* Begin Supplied data *

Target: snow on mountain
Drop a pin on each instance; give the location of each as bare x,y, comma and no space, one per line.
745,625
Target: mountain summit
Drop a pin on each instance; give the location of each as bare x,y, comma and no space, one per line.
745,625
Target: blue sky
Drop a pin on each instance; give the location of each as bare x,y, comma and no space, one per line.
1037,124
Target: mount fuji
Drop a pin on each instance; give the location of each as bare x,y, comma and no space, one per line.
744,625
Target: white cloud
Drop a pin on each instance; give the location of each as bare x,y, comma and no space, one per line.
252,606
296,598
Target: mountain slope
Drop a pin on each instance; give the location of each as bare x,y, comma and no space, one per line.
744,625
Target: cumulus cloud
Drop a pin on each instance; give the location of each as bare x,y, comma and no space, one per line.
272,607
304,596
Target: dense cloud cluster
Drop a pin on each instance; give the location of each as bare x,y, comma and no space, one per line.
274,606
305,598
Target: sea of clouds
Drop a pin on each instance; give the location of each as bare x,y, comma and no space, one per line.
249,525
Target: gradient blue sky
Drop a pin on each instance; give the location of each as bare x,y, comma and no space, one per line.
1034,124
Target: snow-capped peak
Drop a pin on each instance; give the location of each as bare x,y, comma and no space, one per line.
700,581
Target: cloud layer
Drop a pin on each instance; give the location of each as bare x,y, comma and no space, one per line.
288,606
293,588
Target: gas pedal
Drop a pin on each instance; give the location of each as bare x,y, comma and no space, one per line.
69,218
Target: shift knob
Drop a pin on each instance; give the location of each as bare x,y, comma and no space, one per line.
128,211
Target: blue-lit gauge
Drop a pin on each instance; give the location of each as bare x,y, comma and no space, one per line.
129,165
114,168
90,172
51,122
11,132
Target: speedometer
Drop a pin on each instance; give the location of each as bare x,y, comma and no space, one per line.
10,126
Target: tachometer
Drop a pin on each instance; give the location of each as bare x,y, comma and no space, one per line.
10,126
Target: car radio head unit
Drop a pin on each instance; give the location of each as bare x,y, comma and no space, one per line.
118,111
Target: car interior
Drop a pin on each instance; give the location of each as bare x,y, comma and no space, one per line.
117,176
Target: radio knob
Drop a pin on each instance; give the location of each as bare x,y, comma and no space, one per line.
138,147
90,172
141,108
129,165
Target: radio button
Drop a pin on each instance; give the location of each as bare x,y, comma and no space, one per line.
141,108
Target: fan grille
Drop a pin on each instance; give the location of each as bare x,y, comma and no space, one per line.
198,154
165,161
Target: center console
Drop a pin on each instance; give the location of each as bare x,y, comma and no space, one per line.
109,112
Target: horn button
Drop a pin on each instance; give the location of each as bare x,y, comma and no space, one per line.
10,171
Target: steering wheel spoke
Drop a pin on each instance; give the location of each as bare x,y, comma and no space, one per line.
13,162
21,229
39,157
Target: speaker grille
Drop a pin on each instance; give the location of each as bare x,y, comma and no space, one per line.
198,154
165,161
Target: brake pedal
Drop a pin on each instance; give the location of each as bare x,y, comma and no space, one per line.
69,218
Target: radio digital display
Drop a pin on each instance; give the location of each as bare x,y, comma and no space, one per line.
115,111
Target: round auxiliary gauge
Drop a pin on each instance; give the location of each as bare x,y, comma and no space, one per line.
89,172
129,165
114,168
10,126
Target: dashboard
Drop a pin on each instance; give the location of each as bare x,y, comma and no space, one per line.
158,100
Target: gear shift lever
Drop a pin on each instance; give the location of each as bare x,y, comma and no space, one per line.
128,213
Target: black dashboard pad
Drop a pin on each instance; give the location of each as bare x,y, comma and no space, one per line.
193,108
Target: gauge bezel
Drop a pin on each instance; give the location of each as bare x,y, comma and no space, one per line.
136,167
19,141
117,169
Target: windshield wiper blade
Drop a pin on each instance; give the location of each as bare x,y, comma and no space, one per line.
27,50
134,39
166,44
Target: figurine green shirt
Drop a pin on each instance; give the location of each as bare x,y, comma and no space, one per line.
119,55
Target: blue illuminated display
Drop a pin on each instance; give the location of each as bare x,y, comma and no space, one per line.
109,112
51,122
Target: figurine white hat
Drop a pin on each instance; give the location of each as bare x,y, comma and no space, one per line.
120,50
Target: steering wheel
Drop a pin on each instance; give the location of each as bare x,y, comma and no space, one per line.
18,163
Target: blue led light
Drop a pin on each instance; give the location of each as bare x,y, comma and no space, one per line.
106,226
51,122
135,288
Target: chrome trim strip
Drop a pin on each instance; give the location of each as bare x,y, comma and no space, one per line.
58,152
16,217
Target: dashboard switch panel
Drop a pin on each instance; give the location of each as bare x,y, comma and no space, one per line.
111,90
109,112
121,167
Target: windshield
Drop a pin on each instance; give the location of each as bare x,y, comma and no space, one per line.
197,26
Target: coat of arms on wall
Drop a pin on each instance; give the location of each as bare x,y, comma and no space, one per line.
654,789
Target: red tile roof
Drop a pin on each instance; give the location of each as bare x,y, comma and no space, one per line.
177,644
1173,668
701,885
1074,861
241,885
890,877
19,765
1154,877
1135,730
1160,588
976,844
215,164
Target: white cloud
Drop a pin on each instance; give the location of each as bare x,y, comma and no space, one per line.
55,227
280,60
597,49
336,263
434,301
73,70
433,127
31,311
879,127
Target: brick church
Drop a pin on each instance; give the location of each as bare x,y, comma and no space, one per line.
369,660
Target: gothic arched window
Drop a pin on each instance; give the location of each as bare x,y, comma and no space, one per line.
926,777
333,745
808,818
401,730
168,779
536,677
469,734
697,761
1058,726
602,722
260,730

* End Supplied data *

Problem statement | Copy out all of the records above with nothing altered.

Answer to the task |
Target: snow on mountain
Drop a pin on each instance; give the location of each as bare x,y, comma and no space, one per line.
745,625
Target: mountain summit
Drop a pin on each instance; give the location of each as bare x,y, comma and no space, one per line.
745,625
Target: blue sky
Drop a pin on each instance; give the location of each as bare x,y, comma and no space, one per line.
1037,124
Target: mount fuji
Drop a pin on each instance; give the location of each as bare x,y, comma and no space, one per line.
744,625
Target: white cloud
Drop a pin on each instance; give the location of each as bare x,y, comma and no space, one per line.
252,606
296,598
Target: mountain slope
Drop a pin on each instance; give the location of each as bare x,y, comma and no space, one per line.
744,625
Target: cumulus cloud
Drop a pin on each instance; give the location of each as bare x,y, comma and no space, one per line.
272,607
304,596
Target: dense cloud cluster
Drop a pin on each instance; give the location of each as bare x,y, comma and no space, one per line.
274,606
305,598
Target: sea of clouds
Drop a pin on each instance; give the location of each as bare x,y, comma and no space, one per line.
249,525
Target: gradient blue sky
Drop a pin on each instance; give the location of each as bare x,y, comma and no space, one per line.
1034,124
Target: snow-capped peak
Drop a pin on each instance; give the location of each as bare x,y, comma and no space, one per line.
700,581
Target: cloud layer
Drop a pin on each instance; give the location of each as bare x,y, comma and no space, one per line.
288,606
293,588
Target: gas pedal
Drop a pin on each instance; give the location of each as bare x,y, comma and no space, one per line.
69,218
Target: shift knob
Drop a pin on each instance; give the location of each as bare x,y, comma and no space, one per line.
128,211
Target: blue-lit gauge
Drop a pin on each instance; give the location of each as bare x,y, comma and no space, one per line.
129,165
114,168
90,172
51,122
11,132
Target: speedometer
Drop a pin on each instance; give the location of each as bare x,y, comma and no space, one per line.
10,126
Target: tachometer
Drop a pin on each instance; give the location of each as bare x,y, comma and no space, one per line.
10,126
Target: car radio head unit
Drop a pin on each instance; give the location of each as bare x,y, comma and no space, one per line.
118,111
Target: car interior
Drop a pin on each instance; give the location of each as bare x,y, comma and no space, one per line.
117,176
Target: radio knob
Drop a pin on each instance; give the location of each as bare x,y, comma and no space, one per line.
138,147
90,172
141,108
129,165
Target: radio button
Drop a pin on each instance; give the location of each as bare x,y, comma and no space, one per line.
141,108
Target: fan grille
Drop a pin on each instance; give the location of each as bare x,y, comma and no space, one per line.
198,154
165,161
Target: center console
Drop a pin on each instance; give the location of each as bare x,y, comma and no space, one per line.
109,112
Target: horn button
Drop a pin on each instance; give the location of each as bare x,y, comma and no space, one per line.
10,171
Target: steering wheel spoke
Drop a pin on each instance; give the location of each as bare x,y, comma and no space, one per line.
13,162
21,229
39,157
Target: speaker grille
Drop a pin on each instance; give the location of each as bare x,y, comma and no space, one per line.
198,154
165,161
Target: brake pedal
Drop a pin on each instance; give the location of each as bare x,y, comma and no space, one per line.
69,218
Target: radio digital display
Drop a pin on each instance; give the location of each as bare x,y, comma and no space, one per line.
115,111
Target: round auxiliary gauge
Drop a pin on each instance; give the location of each as bare x,y, comma and no space, one per line.
89,172
129,165
114,168
10,126
Target: dashboard
Drop a pin on each instance; give the location of each as bare x,y, comma and no space, one per line.
158,100
Target: gear shift lever
Drop a pin on each instance; give the location of each as bare x,y, comma and no space, one per line.
128,213
Target: black dashboard pad
Drop a pin on each instance; give the location of each as bare x,y, comma and no space, one per line.
193,108
Target: gauge bezel
Drop a pin on each instance; give the location of each as bare x,y, comma and no space, one per line.
136,167
19,141
117,169
Target: windshield wiper blade
Drop a pin on each instance; give the location of each as bare x,y, comma and no space, one per line.
27,50
134,39
166,44
Target: figurine green shirt
Drop a pin on each instance; give the location of each as bare x,y, comma and no space, one per line.
119,55
Target: blue illuminated display
Drop a pin on each instance; give the location of each as bare x,y, comma and no space, one per line.
109,112
51,122
Target: figurine white hat
Drop a pin on each instance; give the location of each as bare x,y, comma and no space, one per line.
120,50
Target: steering wheel
Drop a pin on each instance; give the location of each as bare x,y, comma and no space, one per line.
18,163
Target: blue led light
Drop a pin on each instance; give the location of each as bare x,y, comma and no space, one per line.
106,226
51,122
135,288
Target: chrome trim strip
Drop a pin on each instance; give the location of each as bare x,y, comma and no space, one per line.
58,152
16,217
Target: dashboard switch panel
Drop a pin on each instance; give the location of each as bare x,y, comma and no space, one per line.
111,90
109,112
121,167
Target: windshield
Drop a pin on each instance; give the location of each as bare x,y, comma and no space, one per line.
197,26
Target: coat of arms on wall
Drop a pin on each instance; give the location of each as bare x,y, comma and no space, one per line.
654,789
Target: red tile roof
Drop a pin on each instance; give the location of each as bare x,y, comma and no space, one per line.
177,644
1173,668
701,885
1074,861
241,885
890,877
19,765
1154,877
1135,730
1160,588
976,844
215,164
Target: white cloud
Drop a pin on each instance; give the location of each as bare x,y, comma and no space, one per line.
55,227
280,60
597,49
336,263
434,301
73,70
433,127
31,311
879,127
Target: brick church
Drop a pin on each instance; give the location of each as bare x,y, comma and no space, one per line.
369,660
Target: gothic arched window
Drop a pin on each instance; give the location of each as bare x,y, comma and no space, one per line.
926,777
333,745
808,818
401,730
168,779
536,677
469,734
697,761
1058,726
602,722
260,730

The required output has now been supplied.